===== Data supplied =====

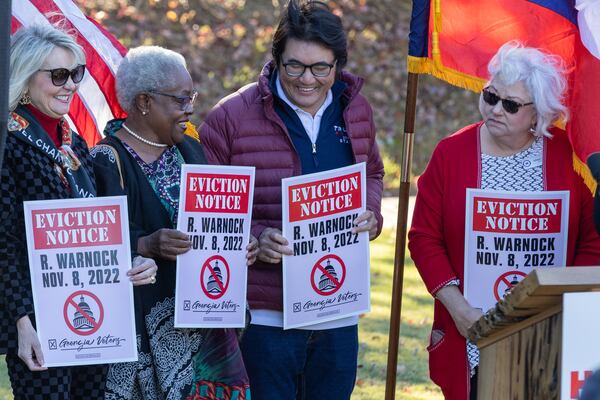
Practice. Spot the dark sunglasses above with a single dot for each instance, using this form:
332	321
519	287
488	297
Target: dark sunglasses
60	76
183	101
511	106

=====

= What needs to be done =
Repeat all the material exactly, but keep pictures out of the copy.

= Task answer =
Practice. Spot the dark sunglasses above with a single dot for each instance, using this form:
332	321
519	287
488	297
Target: dark sunglasses
60	76
183	101
511	106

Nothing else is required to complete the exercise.